Region pointing data

* * * *

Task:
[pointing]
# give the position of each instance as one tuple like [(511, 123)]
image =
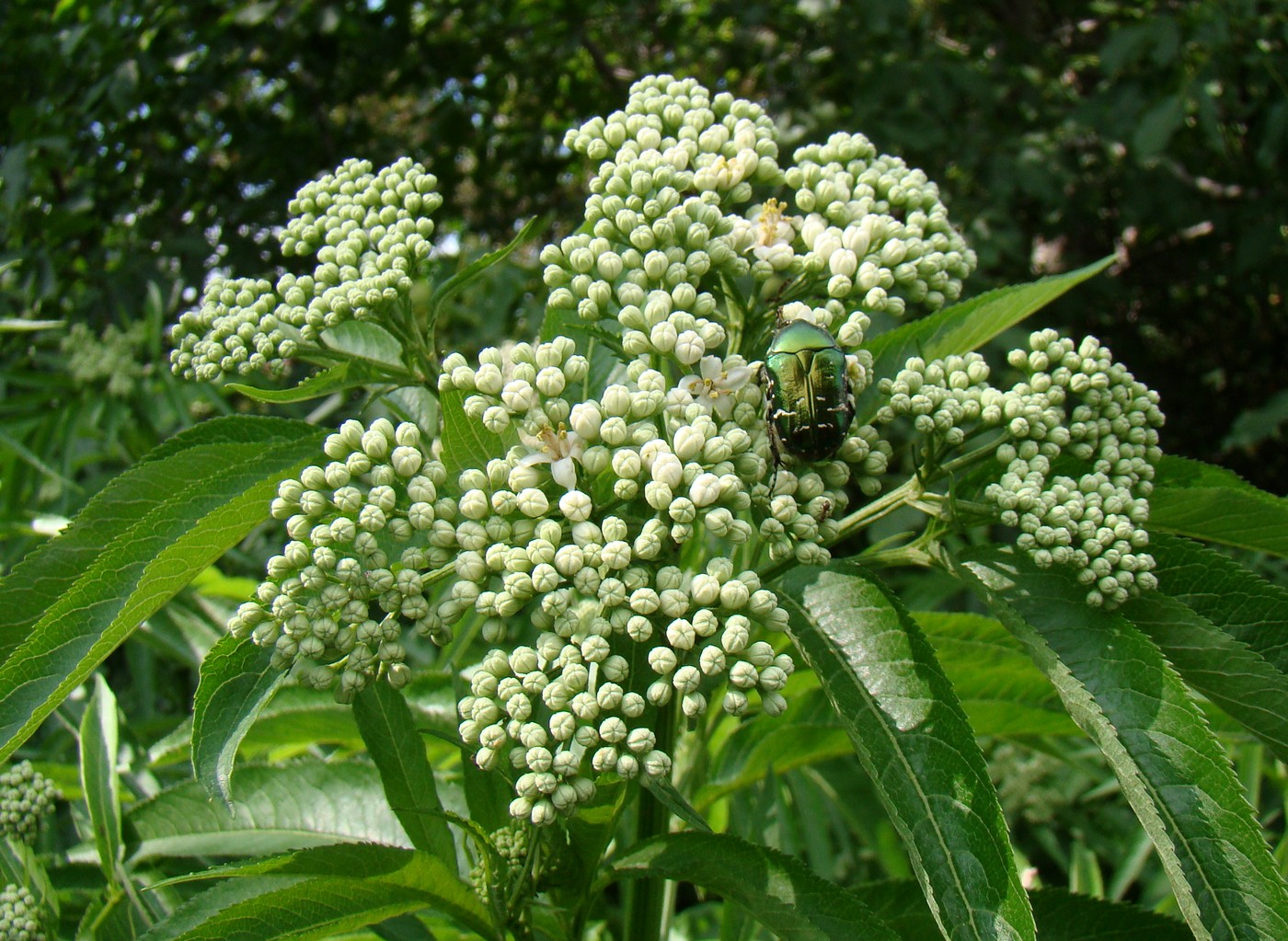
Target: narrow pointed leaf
[(1249, 609), (395, 744), (966, 326), (99, 782), (237, 679), (1208, 502), (1126, 696), (369, 341), (1000, 689), (1224, 670), (1060, 915), (476, 270), (914, 739), (776, 889), (466, 443), (129, 551), (337, 379), (303, 803), (321, 893), (673, 801)]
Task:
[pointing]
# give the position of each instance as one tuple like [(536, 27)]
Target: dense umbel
[(631, 509)]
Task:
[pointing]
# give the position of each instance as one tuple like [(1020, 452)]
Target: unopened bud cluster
[(26, 798), (602, 528), (366, 529), (1075, 400), (19, 914), (512, 844), (1095, 522), (875, 228), (367, 231)]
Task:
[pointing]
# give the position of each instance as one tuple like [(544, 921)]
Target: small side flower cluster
[(364, 531), (875, 228), (1097, 522), (19, 914), (512, 843), (369, 231), (1075, 402), (26, 798), (111, 360)]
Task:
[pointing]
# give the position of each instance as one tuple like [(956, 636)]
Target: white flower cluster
[(640, 476), (611, 522), (512, 843), (369, 232), (19, 914), (364, 529), (1075, 402), (875, 228), (26, 798), (1097, 522)]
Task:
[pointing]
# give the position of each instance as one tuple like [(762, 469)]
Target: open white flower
[(715, 387), (775, 231), (562, 450)]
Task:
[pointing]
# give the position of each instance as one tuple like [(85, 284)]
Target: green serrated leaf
[(914, 739), (756, 748), (306, 802), (338, 379), (1224, 670), (395, 744), (1247, 608), (99, 782), (466, 442), (366, 340), (776, 889), (145, 535), (1122, 692), (1060, 915), (474, 270), (673, 801), (1208, 502), (965, 326), (237, 679), (1000, 689), (321, 892)]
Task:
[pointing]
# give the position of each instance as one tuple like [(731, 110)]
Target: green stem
[(647, 901), (910, 492)]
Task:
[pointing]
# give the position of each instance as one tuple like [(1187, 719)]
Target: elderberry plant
[(604, 506)]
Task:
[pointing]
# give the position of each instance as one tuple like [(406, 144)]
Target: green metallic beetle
[(809, 403)]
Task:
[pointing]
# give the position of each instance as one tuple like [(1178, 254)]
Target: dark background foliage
[(144, 142)]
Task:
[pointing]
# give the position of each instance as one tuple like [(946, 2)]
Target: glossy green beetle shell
[(808, 393)]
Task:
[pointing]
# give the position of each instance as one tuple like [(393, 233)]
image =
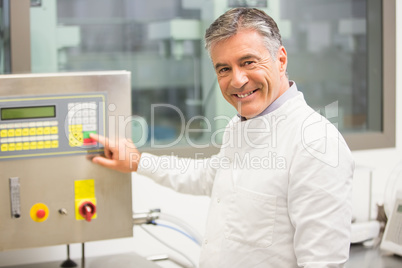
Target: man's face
[(249, 78)]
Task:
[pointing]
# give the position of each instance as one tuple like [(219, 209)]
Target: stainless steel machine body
[(50, 193)]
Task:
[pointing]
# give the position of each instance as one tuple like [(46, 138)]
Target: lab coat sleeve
[(185, 175), (319, 201)]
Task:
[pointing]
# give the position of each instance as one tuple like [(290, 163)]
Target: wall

* * * *

_TASK TO COMPLETE_:
What you return must match the entries above exactly, apart from the pictures, which are left out.

_WRITTEN SOLUTION_:
Task:
[pointing]
# give the position of each instance as one tuple like [(511, 123)]
image =
Target: narrow pointed leaf
[(1249, 609), (395, 744), (966, 326), (99, 782), (237, 679), (1208, 502), (1126, 696), (369, 341), (1000, 689), (1224, 670), (1060, 915), (476, 270), (914, 739), (776, 889), (466, 443), (129, 551), (337, 379), (303, 803), (321, 893), (673, 801)]
Task:
[pointing]
# give the position of each instance as one tuple like [(536, 27)]
Target: dense umbel
[(631, 509)]
Task:
[pointing]
# give the position of each instance as one tuple like [(1020, 452)]
Target: unopened bud cluster
[(26, 798), (602, 528), (366, 529), (1075, 400), (19, 914), (512, 844), (1095, 522), (875, 228), (367, 231)]
Task:
[pointing]
# give the position of each instance as one tuple like [(544, 921)]
Target: small side flower cluster
[(364, 531), (875, 228), (1097, 522), (19, 914), (512, 843), (369, 231), (1075, 402), (26, 798), (111, 360)]
Task:
[pointing]
# give the position of each instance as one tuple like [(956, 636)]
Target: white flower cluster
[(640, 476), (611, 522), (512, 843), (369, 232), (19, 914), (364, 529), (1075, 402), (875, 228), (26, 798), (1097, 522)]
Task:
[pointing]
# give the position of each instance as one tuple like [(762, 469)]
Target: open white flower
[(715, 387), (775, 231), (562, 450)]
Task:
[pointing]
# give the position of each instance as one tuple like [(85, 284)]
Target: green serrated leaf
[(914, 739), (756, 748), (306, 802), (338, 379), (1224, 670), (395, 744), (1247, 608), (99, 782), (466, 442), (366, 340), (776, 889), (145, 535), (1122, 692), (1060, 915), (474, 270), (673, 801), (1208, 502), (965, 326), (237, 679), (1000, 689), (321, 892)]
Task:
[pointing]
# give the position of each instance as one tuple like [(731, 110)]
Target: green stem
[(647, 901), (910, 492)]
Task:
[pointing]
# give the position of each instance as one tuple like [(1187, 719)]
Target: elderberry plant
[(604, 506)]
Task:
[pointing]
# give the position of each instance as one tuple like [(406, 144)]
Target: green metallic beetle
[(809, 403)]
Task:
[pointing]
# give the position of each instance as one tuple like [(1178, 254)]
Target: dark background foliage
[(144, 142)]
Task:
[pointing]
# give the position of each instance as one tuple like [(946, 2)]
Target: glossy green beetle shell
[(808, 393)]
Task:
[pointing]
# give the position of each instance as one tuple like [(393, 233)]
image =
Target: man's face
[(249, 78)]
Task:
[pointing]
# give the position of each instance as one tuple like [(219, 209)]
Target: stainless steel machine body
[(50, 193)]
Task:
[pointing]
# give the position of each instance as one tuple like [(46, 138)]
Target: lab coat sleeve
[(185, 175), (319, 201)]
Task:
[pointing]
# give the position of each instance as one tuple like [(290, 163)]
Target: wall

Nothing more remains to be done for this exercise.